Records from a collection

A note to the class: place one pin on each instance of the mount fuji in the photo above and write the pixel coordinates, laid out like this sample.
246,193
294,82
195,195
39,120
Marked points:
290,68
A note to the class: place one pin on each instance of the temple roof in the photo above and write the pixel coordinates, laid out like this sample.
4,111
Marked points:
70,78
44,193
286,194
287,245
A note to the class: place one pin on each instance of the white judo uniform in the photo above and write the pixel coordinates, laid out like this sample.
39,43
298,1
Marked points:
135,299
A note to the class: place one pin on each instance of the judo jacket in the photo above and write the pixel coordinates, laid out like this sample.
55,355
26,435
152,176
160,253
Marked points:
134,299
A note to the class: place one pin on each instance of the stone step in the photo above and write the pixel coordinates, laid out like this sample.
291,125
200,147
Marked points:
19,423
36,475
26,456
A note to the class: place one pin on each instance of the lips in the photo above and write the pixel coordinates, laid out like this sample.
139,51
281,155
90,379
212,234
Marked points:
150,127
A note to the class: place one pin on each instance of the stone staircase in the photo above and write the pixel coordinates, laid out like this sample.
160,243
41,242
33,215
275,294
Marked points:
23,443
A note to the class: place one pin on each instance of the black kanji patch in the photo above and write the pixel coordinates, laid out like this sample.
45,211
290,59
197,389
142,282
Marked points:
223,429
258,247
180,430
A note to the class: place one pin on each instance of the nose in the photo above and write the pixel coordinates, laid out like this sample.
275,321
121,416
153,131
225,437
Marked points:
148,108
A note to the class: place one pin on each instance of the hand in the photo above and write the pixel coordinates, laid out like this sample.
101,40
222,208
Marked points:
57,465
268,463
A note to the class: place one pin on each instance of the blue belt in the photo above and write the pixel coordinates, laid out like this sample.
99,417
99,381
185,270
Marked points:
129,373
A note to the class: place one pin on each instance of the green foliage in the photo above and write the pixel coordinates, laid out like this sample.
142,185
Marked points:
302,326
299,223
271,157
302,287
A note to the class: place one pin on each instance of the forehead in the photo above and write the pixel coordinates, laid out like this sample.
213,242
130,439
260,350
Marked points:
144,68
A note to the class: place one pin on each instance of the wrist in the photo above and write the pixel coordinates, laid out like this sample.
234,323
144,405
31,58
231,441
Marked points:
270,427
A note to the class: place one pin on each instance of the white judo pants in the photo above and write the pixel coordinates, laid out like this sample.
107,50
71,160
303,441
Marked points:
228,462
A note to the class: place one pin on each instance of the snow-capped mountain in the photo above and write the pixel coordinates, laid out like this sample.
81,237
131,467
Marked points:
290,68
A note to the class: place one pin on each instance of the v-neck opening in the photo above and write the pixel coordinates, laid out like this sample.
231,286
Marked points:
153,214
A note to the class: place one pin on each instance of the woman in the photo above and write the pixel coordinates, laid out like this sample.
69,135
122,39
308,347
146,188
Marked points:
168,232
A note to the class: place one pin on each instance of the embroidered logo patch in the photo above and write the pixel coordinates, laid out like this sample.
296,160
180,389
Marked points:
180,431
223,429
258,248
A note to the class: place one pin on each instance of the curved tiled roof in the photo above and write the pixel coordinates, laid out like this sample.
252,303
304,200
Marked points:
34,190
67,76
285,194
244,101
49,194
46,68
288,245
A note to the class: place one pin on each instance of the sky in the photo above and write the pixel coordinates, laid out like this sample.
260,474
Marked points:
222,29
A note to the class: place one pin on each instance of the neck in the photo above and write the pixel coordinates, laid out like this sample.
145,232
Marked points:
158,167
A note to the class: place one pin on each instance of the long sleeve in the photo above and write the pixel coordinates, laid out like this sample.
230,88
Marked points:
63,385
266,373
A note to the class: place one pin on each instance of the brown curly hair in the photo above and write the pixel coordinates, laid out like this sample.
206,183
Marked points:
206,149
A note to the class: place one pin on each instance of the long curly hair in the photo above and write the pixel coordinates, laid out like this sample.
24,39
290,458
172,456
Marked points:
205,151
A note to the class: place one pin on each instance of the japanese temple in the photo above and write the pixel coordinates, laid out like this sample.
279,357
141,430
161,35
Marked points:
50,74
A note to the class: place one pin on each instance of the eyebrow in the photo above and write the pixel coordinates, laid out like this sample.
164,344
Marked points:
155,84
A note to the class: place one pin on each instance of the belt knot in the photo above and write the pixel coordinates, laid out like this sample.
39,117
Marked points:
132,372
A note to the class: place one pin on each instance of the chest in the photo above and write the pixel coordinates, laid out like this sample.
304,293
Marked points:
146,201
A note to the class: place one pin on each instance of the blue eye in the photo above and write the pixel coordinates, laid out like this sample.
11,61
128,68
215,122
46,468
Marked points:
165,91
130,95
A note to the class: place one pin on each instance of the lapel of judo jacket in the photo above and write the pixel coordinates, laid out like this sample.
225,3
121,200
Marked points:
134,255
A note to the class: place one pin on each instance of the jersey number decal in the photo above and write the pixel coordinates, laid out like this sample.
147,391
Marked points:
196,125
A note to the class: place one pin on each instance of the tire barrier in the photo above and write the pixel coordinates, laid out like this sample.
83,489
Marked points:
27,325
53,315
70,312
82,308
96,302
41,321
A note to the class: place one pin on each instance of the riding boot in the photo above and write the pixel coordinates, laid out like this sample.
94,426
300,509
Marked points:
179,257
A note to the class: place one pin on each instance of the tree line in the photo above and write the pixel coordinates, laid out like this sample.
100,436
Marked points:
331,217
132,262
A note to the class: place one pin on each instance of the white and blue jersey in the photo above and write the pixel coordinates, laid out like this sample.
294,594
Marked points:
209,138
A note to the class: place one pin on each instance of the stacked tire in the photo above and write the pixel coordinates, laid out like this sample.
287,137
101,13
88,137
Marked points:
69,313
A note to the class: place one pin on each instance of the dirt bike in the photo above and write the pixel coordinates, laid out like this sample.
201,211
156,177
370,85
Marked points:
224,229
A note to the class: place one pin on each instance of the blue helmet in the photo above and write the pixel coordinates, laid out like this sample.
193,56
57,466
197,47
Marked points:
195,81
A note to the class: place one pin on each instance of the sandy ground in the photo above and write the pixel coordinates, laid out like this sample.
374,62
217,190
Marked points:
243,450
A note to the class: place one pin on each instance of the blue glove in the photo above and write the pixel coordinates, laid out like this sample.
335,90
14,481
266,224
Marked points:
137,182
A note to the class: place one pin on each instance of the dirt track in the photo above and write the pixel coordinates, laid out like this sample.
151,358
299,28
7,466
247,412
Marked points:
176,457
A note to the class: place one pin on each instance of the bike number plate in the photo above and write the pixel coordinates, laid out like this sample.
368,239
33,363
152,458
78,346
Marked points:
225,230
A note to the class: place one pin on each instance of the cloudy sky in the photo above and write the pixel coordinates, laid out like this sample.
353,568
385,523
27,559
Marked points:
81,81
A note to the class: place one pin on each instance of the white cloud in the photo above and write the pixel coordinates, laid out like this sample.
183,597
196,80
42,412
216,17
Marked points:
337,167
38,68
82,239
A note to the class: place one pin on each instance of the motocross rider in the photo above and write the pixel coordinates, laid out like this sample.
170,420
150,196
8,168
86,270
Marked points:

Prompt
Every record above needs to be repeated word for word.

Expected output
A note to the class: place one pin on each instance of the mount fuji in the photo above and write the pixel coordinates, laid out like this sample.
246,193
294,82
195,195
39,120
Marked points:
290,68
A note to the class: place one pin on each instance of the temple roof in the photo above and write the pixel coordinates, laid out like this sample.
4,111
Marked points:
70,78
44,193
286,194
287,245
A note to the class: place one pin on each instance of the white judo uniform in the photo above and write the pixel coordinates, laid out like this sample.
39,43
298,1
Marked points:
135,299
A note to the class: place one pin on each instance of the judo jacket in the photo above and write the pixel coordinates, laid out like this sample.
55,355
26,435
152,176
160,253
Marked points:
134,299
A note to the class: place one pin on each instance of the stone step in the photo above and write the pixel coordinates, laid out like this sample.
291,125
200,147
Marked points:
19,423
36,475
26,456
A note to the class: place one pin on each instance of the lips in the photo above and write the pixel coordinates, laid out like this sample.
139,51
281,155
90,379
212,234
Marked points:
150,127
A note to the class: place one pin on each instance of the stone staircase in the photo above and write the pixel coordinates, laid out like this sample.
160,243
41,242
33,215
275,294
Marked points:
23,443
A note to the class: place one pin on each instance of the black kanji patch in the photo above and write the pixel coordinates, laid out like this sample.
45,211
290,59
197,389
142,282
Marked points:
223,429
258,247
180,430
A note to the class: place one pin on each instance of the nose in the photo above and write the pixel coordinates, laid out like this sample.
275,321
121,416
153,131
225,437
Marked points:
148,108
A note to the class: place one pin on each instance of the hand in the photo above and write the pixel coordinates, laid out like this sample.
101,40
222,208
Marked points:
57,465
268,463
A note to the class: place one pin on each instance of the blue belt in the photo above and write the pixel coordinates, laid out like this sample.
99,417
99,381
185,270
Marked points:
129,373
A note to the class: place one pin on each instance of the green foliage in the photo above and write the pixel coordinates, laid out like this sample.
142,185
Marked points:
302,326
299,223
271,157
302,287
A note to the class: place one pin on each instance of the forehead in the photo above and write the pixel coordinates, laid out like this sample.
213,242
130,439
260,350
Marked points:
144,68
A note to the class: place one pin on each instance of the wrist in the photo above and write the pixel coordinates, laid out like this sample.
234,323
144,405
31,58
231,441
Marked points:
270,427
A note to the class: place one pin on each instance of the white judo pants in the photo above and write the pixel coordinates, laid out like this sample.
107,50
71,160
303,441
Marked points:
228,462
A note to the class: place one pin on each instance of the snow-capped mountain in the photo above and write the pixel coordinates, laid out like this sample.
81,237
131,467
Marked points:
290,68
A note to the class: place one pin on each instance of the v-neck opening in the photo above and write the pixel coordinates, laid out like this sample.
231,286
Marked points:
153,214
A note to the class: place one pin on each instance of the woman in the photo above and write the pixel coordinates, laid out like this sample.
69,135
122,39
308,347
146,188
Marked points:
168,232
A note to the class: place one pin on each instance of the embroidered logo patch in the photo above and write the pixel coordinates, laid out like this sample.
296,160
180,389
Marked points:
180,431
223,429
258,248
A note to the class: place one pin on each instance of the curved tiled roof in the photo above and write the pixel coordinates, laid out like this sample.
252,303
304,200
Marked points:
34,190
67,76
285,194
244,101
49,194
46,68
288,245
A note to the class: place one pin on each instance of the sky in the photo above and write the pixel coordinates, laid out like this sample.
260,474
Marked points:
222,29
A note to the class: place one pin on each instance of the neck in the photo above and write the pixel coordinates, laid out like this sample.
145,232
Marked points:
158,167
A note to the class: place one pin on each instance of the long sleeve in the photo above and write the pixel coordinates, laid out like this sample.
230,88
Marked points:
63,385
266,373
A note to the class: place one pin on each instance of the brown curly hair in the photo above and write the pixel coordinates, laid out like this sample.
206,183
Marked points:
206,149
A note to the class: place one pin on each instance of the long curly hair in the photo above and write the pixel coordinates, laid out like this sample.
24,39
290,458
172,456
Marked points:
205,151
A note to the class: place one pin on each instance of the japanese temple in the photo above and write the pixel coordinates, laid out like this sample.
279,357
141,430
161,35
Marked points:
50,74
A note to the class: place one pin on each instance of the eyebrow in the photo above and write the pixel coordinates, laid out like this sample.
164,344
Marked points:
155,84
A note to the class: place one pin on each instance of the belt knot in the photo above and write the pixel coordinates, laid out like this sample.
39,117
Marked points:
132,372
A note to the class: place one pin on each instance of the chest in the photo above and write the pixel coordinates, laid out like this sample.
304,293
Marked points:
146,201
A note to the class: place one pin on each instance of the blue eye in the photo above and write the pixel coordinates, laid out like this sample.
11,61
128,68
215,122
46,468
Marked points:
165,91
130,95
A note to the class: place one pin on each instance of the lapel of judo jacket in the photo above and write the pixel coordinates, laid out like this sample.
225,3
121,200
Marked points:
134,255
A note to the class: place one pin on each instance of the jersey number decal in the photo above and write the pixel coordinates, laid out like this sample.
147,391
Marked points:
196,125
A note to the class: place one pin on each instance of the tire barrier in the photo above and write the pixel coordinates, laid out like this sample.
83,489
Marked points:
27,325
53,315
70,312
82,308
96,302
41,321
A note to the class: place one pin on each instance of the riding boot in the photo above and write the pixel coordinates, laid out like this sample.
94,426
300,509
Marked points:
179,257
A note to the class: place one pin on each instance of the tree line in the photo above and write the pixel coordinates, laid out like this sample.
100,436
Marked points:
331,217
132,262
A note to the class: place one pin on each instance of the white and blue jersey in the photo above and write the pixel coordinates, laid out like this sample.
294,594
Marked points:
209,138
A note to the class: place one pin on each instance of the stacked tire in the photo above and write the pixel coordinates, laid out like this sample.
287,137
101,13
88,137
Marked points:
69,313
A note to the class: place one pin on each instance of the dirt bike in the photo above and write the pixel coordinates, laid out like this sample.
201,211
156,177
370,85
Marked points:
224,229
A note to the class: place one pin on each instance of the blue helmet in the photo above and write the pixel coordinates, laid out like this sample.
193,56
57,466
197,47
Marked points:
195,81
A note to the class: place one pin on each instance of the sandy ground in the photo above and write the pixel coordinates, laid out like this sample.
374,62
217,190
Marked points:
243,450
A note to the class: place one pin on each instance of the blue glove in the photo above and write the pixel coordinates, laid out like this sample.
335,90
14,481
266,224
Marked points:
137,182
A note to the class: place one pin on each instance of the dirt track in the photo above and write the pixel coordinates, laid out like this sample.
151,358
299,28
7,466
247,412
Marked points:
176,457
A note to the class: place one pin on each instance of the bike number plate in the photo above and write the pixel coordinates, laid out like this sample.
368,239
33,363
152,458
78,346
Marked points:
225,230
A note to the class: place one pin on each instance of the cloudy sky in the photo above and write the pixel coordinates, laid out like this sample.
353,568
385,523
27,559
Marked points:
81,81
A note to the class: place one pin on each instance of the white cloud in the photo above and write the pixel coordinates, laid out like this sample.
183,597
196,80
42,412
216,17
Marked points:
337,167
38,68
82,239
A note to the class: place one pin on each instance of the motocross rider in the photo above and write the pixel coordinates, laid out like this sample.
170,420
150,196
8,168
86,270
Marked points:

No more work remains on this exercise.